◆ Selected excerpt ◆
Program: Scholar

Coxsackievirus infections can cause a variety of illnesses, including heart disease. In North America, the coxsackievirus is estimated to cause up to 30 percent of new cases of dilated cardiomyopathy, a condition in which the heart becomes enlarged and pumps less strongly. Dr. Marc Horwitz is studying how viruses such as coxsackievirus can induce autoimmune diseases such as chronic heart disease, and how immune system components shape and control development of the disease. Studies have shown that the body’s immune response has a profound effect on the development of chronic heart disease after infection with the virus, revealing that immune cells and antibodies that attack infection also damage heart tissues. Dr. Horwitz is examining how innate and adaptive immune responses following viral infection contribute to development of chronic heart disease. He will use findings from the study to design and test new methods to prevent heart disease, which could also lead to new treatments.

Tumour suppressor genes, such as ING1, help regulate normal cell growth by encoding proteins that inhibit abnormal proliferation of cells. Dr. LeAnn Howe is studying the molecular properties and function of ING1 proteins to understand the processes that lead to the development and growth of tumours. Research has linked ING1 proteins to modification of histones, the main protein component of chromatin, which makes up our chromosomes and genes. Evidence suggests that defects in regulation of chromatin structure may improperly activate or silence genes, leading to disease. Dr. Howe is examining the way ING proteins interact with chromatin to determine whether the proteins can modify chromatin. This research could help explain the role of ING1 genes in cancer development and contribute to new cancer therapies.

◆ Problem A ◆
In the research summaries, what share of new dilated cardiomyopathy cases in North America is coxsackievirus estimated to cause?
◆ Problem B ◆
Reproduce the research summaries from "Tumour suppressor genes, such" up to and including "new cancer therapies.".

◆ Data block ◆
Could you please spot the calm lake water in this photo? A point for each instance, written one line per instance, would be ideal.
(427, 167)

◆ Exercise response A ◆
Up to 30 percent.

◆ Exercise response B ◆
Tumour suppressor genes, such as ING1, help regulate normal cell growth by encoding proteins that inhibit abnormal proliferation of cells. Dr. LeAnn Howe is studying the molecular properties and function of ING1 proteins to understand the processes that lead to the development and growth of tumours. Research has linked ING1 proteins to modification of histones, the main protein component of chromatin, which makes up our chromosomes and genes. Evidence suggests that defects in regulation of chromatin structure may improperly activate or silence genes, leading to disease. Dr. Howe is examining the way ING proteins interact with chromatin to determine whether the proteins can modify chromatin. This research could help explain the role of ING1 genes in cancer development and contribute to new cancer therapies.